Stored records:
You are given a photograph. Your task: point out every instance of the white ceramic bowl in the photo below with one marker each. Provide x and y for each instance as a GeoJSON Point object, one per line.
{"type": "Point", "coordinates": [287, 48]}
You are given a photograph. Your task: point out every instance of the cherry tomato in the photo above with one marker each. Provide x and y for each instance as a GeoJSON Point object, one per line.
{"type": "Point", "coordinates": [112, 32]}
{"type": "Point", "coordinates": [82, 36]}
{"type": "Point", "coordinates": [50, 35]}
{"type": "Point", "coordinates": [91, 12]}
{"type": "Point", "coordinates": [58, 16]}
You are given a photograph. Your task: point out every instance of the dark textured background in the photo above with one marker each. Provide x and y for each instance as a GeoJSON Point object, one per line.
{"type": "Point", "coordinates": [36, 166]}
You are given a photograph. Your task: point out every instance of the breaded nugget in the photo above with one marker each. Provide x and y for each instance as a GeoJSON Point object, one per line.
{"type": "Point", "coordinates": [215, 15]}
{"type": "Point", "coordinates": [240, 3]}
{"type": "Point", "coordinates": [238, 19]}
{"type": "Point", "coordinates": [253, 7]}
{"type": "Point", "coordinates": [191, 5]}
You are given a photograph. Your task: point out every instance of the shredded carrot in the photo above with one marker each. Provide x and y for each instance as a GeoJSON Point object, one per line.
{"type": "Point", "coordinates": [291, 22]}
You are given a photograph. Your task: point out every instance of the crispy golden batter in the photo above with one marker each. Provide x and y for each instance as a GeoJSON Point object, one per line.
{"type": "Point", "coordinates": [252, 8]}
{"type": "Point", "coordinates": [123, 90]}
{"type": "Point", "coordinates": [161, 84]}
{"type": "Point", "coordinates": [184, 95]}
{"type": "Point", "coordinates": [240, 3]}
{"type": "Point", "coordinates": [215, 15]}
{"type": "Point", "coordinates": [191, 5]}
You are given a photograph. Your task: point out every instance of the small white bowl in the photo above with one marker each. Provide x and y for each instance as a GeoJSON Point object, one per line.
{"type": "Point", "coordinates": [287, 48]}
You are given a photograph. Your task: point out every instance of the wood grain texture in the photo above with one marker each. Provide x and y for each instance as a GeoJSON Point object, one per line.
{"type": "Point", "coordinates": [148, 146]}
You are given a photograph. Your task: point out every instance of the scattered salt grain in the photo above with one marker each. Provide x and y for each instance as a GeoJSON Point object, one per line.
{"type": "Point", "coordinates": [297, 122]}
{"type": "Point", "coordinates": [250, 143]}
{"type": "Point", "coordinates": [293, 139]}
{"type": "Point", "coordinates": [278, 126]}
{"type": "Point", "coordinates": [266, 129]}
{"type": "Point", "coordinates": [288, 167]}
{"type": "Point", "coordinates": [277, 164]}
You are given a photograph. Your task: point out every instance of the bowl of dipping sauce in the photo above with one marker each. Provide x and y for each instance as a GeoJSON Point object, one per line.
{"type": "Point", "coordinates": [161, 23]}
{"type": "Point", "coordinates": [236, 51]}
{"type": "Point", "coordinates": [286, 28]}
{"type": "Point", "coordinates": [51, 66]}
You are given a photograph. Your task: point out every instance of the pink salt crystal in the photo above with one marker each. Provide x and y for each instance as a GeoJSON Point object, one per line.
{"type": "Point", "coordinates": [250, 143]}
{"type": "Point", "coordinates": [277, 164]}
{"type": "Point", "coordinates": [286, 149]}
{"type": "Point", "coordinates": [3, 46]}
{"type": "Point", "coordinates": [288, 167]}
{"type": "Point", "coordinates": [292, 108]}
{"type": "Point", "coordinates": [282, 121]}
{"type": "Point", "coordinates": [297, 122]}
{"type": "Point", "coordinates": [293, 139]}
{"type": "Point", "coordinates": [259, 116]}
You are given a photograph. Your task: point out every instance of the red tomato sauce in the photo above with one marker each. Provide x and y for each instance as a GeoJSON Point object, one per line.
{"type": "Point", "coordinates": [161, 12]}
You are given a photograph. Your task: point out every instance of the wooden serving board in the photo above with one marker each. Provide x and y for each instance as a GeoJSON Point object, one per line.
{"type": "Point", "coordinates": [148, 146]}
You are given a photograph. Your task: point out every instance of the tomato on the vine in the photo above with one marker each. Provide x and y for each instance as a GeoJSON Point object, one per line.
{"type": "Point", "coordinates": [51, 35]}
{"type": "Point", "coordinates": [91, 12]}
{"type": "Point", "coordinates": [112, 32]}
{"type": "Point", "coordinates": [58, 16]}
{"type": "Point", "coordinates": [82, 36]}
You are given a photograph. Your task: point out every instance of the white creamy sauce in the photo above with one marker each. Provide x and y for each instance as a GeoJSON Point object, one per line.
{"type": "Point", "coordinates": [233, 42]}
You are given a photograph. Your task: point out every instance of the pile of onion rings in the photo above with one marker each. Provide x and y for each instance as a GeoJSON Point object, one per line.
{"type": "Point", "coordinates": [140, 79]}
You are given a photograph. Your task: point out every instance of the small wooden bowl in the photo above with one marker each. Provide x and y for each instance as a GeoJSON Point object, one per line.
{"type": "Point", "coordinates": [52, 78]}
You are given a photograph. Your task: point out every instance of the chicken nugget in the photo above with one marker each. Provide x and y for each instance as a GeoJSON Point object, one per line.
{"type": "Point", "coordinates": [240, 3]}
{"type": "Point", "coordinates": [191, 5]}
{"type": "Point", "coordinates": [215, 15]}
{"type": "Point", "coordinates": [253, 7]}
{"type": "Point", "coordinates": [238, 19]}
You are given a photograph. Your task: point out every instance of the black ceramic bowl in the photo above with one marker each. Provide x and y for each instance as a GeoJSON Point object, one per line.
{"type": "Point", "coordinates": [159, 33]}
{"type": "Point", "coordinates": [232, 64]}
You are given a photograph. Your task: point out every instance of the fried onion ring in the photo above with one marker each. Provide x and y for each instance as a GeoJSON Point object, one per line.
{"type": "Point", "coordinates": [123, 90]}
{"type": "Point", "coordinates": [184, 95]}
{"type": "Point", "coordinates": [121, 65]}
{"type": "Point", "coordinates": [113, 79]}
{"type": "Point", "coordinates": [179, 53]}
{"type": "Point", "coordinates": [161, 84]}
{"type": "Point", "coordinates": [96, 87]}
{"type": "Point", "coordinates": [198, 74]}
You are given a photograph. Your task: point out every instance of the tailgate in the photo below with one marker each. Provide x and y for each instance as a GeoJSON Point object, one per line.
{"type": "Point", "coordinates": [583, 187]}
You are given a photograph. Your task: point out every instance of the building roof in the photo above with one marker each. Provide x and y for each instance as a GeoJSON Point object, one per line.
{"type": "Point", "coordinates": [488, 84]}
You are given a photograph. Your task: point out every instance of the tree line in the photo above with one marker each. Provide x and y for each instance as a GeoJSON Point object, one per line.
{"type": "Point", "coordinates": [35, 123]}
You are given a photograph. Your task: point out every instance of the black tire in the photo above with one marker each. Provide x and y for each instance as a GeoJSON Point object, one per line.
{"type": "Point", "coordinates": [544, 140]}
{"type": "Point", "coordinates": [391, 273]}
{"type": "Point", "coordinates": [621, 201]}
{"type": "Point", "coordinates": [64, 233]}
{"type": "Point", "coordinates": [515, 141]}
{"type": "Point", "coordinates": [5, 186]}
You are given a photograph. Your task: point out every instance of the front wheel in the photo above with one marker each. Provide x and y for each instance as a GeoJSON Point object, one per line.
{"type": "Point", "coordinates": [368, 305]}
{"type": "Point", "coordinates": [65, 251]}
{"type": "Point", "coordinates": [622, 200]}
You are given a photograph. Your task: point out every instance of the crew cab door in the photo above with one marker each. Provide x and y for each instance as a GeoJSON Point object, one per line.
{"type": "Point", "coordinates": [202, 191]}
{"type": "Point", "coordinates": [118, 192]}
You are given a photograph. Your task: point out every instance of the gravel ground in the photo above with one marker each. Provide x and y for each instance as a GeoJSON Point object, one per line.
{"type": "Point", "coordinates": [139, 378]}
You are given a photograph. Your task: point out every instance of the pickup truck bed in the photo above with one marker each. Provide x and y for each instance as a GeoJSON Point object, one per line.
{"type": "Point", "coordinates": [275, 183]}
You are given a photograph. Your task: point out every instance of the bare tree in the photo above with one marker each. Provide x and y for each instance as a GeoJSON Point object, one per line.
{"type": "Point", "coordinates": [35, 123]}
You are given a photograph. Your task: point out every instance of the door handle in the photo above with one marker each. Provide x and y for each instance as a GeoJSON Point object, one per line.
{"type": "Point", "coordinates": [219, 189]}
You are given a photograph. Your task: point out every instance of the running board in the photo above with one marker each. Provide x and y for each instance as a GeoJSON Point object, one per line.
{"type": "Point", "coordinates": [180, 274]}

**DO THIS**
Write out, without alteration, the lines of the items beginning with the line that contains "of the bare" and continuing through the final line of the items.

**EXERCISE RESULT**
You are given a photograph. Your task: point out every instance of the bare tree in the photo above with one marker each. Provide x and y for each instance as a GeoJSON Point object, one per line.
{"type": "Point", "coordinates": [35, 123]}
You are given a photograph. Your task: point out every instance of the door handle in the photo above with one marker each. Provide x and y for each instance as a GeoJSON Point object, one per line.
{"type": "Point", "coordinates": [219, 189]}
You are given a photograph. Your task: point out every instance of the running board in the photo above with one marker each. Provide x and y for each instance as a GeoJSON Point object, one per line.
{"type": "Point", "coordinates": [180, 274]}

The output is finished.